▶ [What the task requires]
Copy everything from the line containing "Where can the motor" down to the end of the listing, replacing "photo" with "image" and leaving all else unchanged.

** Start **

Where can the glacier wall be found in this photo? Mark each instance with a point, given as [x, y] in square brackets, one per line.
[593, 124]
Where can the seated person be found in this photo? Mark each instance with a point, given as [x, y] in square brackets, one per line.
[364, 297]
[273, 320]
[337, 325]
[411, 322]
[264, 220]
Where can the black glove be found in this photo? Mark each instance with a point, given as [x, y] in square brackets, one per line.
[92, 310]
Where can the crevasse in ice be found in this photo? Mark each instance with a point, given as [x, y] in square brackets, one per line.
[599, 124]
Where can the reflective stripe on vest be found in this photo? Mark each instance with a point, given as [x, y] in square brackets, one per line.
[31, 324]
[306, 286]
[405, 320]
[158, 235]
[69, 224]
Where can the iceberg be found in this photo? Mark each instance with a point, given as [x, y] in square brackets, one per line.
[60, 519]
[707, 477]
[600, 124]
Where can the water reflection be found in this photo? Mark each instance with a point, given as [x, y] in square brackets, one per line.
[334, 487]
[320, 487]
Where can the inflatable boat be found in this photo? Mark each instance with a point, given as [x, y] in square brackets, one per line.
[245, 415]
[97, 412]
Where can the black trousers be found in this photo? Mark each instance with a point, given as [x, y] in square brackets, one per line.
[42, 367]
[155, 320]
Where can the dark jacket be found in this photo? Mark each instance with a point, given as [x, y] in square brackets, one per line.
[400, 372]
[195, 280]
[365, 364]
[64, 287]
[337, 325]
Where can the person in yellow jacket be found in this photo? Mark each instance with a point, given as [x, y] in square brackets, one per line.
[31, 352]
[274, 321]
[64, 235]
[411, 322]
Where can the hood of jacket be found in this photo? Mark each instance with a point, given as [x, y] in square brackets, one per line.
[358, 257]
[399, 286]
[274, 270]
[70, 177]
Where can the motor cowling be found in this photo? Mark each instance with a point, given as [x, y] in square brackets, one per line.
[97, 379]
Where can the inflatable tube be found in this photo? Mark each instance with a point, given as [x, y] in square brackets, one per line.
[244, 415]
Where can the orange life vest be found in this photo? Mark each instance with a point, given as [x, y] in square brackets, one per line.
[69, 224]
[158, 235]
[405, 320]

** End **

▶ [Correct result]
Where can the motor cowling be found in this image? Mark each instance with a point, given as [x, y] in square brackets, one per line.
[97, 379]
Where can the inflatable tube be found in this image? Mark each instance with a point, given as [x, y] in square brackets, one per line.
[244, 415]
Where can the orange life vest be found in this image? Mark each instance with a point, given as [x, y] in square brackets, one per line.
[69, 224]
[158, 235]
[405, 320]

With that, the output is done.